# What Do You Think Of V Twins?



## marmisto (Jan 1, 2009)

My first home made harley, an ironhead sportster in rigid frame, wobbly forks crap brakes and stage one tuning!

This was one fun bike to ride went like a rocket, handled like a blancmange and added years on when trying to stop.

next..










This was the result of learning how to do it properly: One off frame with strengthened junctions, air suspension, Brembos all round, fork brace, every line was braided stainless steel, aircraft filler cap, all stainless parts rather than chrome, dry cell electrics [no battery just a huge capacitor] belt drive primary and rear, SU carb...

This was a joy to ride as it went like a train, stopped and even handled well [for a custom].

I now have a Buell see 'here's mine' and love it but am now building the ultimate Harley, watch this space


----------



## KEITHT (Dec 2, 2007)

Oh...thought this was going to be a thread about proper V twins.....


----------



## BondandBigM (Apr 4, 2007)

marmisto said:


> My first home made harley, an ironhead sportster in rigid frame, wobbly forks crap brakes and stage one tuning!
> 
> This was one fun bike to ride went like a rocket, handled like a blancmange and added years on when trying to stop.

§ ITEMS:

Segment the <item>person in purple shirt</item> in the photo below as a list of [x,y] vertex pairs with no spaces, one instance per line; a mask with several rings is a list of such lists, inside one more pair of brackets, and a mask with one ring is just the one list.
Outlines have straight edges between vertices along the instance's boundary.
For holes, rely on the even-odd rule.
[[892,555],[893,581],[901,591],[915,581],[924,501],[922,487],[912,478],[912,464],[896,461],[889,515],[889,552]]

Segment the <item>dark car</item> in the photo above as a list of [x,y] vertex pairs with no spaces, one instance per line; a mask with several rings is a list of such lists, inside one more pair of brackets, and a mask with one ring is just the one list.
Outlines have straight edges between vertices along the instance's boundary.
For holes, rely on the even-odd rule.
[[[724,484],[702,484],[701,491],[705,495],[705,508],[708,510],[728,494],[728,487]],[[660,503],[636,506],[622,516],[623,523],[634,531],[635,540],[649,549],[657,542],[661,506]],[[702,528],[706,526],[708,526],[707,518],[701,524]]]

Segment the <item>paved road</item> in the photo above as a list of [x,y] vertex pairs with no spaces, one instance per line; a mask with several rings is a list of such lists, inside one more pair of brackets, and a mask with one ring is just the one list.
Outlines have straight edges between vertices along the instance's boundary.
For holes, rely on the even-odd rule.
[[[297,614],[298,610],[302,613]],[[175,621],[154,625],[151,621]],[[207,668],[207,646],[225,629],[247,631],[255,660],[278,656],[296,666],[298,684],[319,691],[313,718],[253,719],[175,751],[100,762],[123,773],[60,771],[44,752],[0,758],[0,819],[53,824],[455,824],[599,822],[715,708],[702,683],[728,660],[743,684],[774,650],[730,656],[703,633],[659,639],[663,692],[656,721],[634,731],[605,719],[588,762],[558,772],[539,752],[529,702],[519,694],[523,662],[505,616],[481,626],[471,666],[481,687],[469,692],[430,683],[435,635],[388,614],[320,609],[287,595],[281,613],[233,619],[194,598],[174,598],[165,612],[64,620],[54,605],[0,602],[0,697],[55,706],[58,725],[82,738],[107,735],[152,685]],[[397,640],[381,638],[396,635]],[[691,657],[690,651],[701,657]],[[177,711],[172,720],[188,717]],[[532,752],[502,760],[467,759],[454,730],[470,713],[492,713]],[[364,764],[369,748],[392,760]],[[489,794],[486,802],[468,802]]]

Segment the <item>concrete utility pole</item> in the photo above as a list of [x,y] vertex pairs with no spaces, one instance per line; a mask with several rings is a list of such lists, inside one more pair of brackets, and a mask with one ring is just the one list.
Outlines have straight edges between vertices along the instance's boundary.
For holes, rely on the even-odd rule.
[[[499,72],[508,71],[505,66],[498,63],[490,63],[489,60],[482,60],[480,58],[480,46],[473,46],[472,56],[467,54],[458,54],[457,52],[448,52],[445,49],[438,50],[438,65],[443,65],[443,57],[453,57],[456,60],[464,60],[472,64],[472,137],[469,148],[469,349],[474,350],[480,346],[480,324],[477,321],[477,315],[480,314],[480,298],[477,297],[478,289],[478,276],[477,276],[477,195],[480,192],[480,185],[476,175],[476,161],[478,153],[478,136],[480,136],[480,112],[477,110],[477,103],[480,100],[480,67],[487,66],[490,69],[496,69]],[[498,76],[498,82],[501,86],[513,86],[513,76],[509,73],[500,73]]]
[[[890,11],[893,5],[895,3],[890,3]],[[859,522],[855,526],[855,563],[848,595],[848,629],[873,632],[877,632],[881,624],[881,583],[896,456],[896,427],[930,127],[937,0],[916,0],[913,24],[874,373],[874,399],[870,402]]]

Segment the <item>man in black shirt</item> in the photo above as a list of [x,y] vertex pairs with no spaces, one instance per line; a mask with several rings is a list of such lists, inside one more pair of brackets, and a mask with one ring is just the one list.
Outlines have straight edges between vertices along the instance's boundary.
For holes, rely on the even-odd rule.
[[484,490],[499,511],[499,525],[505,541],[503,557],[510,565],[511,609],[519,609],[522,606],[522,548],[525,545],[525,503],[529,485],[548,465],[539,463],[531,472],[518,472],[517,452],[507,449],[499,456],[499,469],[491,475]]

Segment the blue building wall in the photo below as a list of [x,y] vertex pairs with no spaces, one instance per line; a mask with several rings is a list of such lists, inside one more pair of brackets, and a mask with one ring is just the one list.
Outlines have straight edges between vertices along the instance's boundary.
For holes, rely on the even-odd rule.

§ DO THIS:
In the V twin thread above, what did the second bike use in place of a battery?

§ THE COMPLETED TASK:
A huge capacitor.